[Brief] Convert the items below into a two-column CSV with the headers text and answer, one row per item. Put each field in double quotes and replace any line breaks within a field with spaces.

[Data records]
===
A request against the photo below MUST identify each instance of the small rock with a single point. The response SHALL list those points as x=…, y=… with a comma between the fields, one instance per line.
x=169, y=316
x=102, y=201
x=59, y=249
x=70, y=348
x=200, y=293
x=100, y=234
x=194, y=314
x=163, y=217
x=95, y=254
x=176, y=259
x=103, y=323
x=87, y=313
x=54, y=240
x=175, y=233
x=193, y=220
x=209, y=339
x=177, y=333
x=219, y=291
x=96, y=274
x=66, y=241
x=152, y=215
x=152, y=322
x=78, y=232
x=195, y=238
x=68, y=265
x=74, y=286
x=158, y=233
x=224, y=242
===
[Answer to the exercise]
text,answer
"A request against the photo below MUST identify each instance of the small rock with a single point. The response SHALL list those points as x=…, y=… with a comma between the fields, one instance per line.","x=169, y=316 x=102, y=201 x=59, y=249 x=70, y=348 x=200, y=293 x=100, y=234 x=194, y=314 x=163, y=217 x=95, y=254 x=176, y=259 x=103, y=323 x=87, y=313 x=54, y=240 x=175, y=233 x=193, y=220 x=209, y=339 x=177, y=333 x=219, y=291 x=96, y=274 x=66, y=241 x=152, y=215 x=152, y=322 x=78, y=232 x=195, y=238 x=68, y=265 x=74, y=286 x=158, y=233 x=224, y=242"